Requirement
Copy every line that contains the string "anther" from the entries below.

Material for the task
--------

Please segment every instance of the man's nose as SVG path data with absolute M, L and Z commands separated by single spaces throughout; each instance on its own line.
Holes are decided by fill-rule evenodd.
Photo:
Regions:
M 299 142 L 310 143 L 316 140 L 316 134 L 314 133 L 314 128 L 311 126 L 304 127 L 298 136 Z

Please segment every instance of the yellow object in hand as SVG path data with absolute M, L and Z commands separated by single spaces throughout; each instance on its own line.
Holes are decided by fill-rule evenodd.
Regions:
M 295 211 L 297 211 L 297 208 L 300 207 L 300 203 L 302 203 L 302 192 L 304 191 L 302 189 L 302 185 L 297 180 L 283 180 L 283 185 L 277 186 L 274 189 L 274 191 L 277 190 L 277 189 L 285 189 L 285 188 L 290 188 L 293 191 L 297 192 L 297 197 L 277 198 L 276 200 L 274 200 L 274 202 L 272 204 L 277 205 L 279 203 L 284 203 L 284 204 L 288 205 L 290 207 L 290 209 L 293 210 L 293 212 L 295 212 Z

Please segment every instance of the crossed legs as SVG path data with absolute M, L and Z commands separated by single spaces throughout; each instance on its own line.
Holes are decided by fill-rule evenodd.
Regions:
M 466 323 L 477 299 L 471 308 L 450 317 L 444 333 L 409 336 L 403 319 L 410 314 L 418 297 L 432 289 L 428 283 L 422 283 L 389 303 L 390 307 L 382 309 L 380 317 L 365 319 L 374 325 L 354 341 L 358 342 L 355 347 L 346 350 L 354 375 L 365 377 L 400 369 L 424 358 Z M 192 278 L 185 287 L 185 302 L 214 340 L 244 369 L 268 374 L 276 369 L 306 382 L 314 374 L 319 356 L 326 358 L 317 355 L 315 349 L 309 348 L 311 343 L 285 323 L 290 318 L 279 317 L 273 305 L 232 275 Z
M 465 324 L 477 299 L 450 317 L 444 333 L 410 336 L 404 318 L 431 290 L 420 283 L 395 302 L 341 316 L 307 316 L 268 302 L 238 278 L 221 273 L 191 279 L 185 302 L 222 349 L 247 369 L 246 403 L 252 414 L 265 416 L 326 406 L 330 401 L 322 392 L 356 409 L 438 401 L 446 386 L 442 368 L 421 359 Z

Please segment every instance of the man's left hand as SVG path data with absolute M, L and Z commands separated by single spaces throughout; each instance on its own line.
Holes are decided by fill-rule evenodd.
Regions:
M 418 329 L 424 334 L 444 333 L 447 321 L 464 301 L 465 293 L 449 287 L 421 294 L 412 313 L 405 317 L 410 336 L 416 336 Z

--------

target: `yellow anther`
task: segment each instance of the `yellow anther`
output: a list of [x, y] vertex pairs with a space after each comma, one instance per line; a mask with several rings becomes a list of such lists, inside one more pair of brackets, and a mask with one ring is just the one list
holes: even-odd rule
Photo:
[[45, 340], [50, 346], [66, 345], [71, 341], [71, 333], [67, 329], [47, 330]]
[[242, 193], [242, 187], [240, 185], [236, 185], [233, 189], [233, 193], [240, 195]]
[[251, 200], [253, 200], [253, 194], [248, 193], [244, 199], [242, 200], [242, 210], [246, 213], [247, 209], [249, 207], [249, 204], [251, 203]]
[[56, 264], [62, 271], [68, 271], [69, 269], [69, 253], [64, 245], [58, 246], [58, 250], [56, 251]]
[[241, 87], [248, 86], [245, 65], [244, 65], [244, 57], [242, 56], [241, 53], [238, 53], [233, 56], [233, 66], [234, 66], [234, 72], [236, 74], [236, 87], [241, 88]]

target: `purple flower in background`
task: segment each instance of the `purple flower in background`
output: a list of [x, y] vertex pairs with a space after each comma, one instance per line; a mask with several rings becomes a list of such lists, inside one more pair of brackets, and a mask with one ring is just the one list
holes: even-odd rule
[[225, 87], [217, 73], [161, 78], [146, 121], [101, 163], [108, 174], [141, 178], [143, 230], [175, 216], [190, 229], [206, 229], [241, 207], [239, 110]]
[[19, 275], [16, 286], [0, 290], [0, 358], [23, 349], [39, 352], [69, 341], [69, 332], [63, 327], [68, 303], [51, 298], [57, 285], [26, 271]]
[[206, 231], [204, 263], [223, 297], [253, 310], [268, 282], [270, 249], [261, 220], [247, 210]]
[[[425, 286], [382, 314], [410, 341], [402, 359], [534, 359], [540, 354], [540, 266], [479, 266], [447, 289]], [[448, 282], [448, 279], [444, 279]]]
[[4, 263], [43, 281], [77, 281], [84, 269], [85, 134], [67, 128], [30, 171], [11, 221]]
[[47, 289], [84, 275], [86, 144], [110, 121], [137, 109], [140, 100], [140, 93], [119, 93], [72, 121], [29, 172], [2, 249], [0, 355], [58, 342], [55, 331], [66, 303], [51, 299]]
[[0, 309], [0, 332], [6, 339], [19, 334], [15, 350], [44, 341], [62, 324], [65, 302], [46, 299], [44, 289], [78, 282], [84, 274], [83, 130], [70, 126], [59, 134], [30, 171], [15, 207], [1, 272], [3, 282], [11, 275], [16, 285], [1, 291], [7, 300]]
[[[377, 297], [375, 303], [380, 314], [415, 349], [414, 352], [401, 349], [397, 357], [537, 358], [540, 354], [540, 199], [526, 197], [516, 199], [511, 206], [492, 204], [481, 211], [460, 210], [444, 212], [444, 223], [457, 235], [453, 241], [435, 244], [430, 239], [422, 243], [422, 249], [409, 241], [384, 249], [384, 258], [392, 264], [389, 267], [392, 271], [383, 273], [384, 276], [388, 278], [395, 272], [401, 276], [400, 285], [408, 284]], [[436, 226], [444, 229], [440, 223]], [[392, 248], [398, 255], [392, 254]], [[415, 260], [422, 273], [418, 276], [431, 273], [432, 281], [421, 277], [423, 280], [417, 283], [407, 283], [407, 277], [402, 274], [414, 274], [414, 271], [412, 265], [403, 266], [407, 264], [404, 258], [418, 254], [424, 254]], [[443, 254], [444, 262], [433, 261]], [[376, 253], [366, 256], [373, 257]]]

--------

Expected output
target: `yellow anther`
task: segment each instance of the `yellow anther`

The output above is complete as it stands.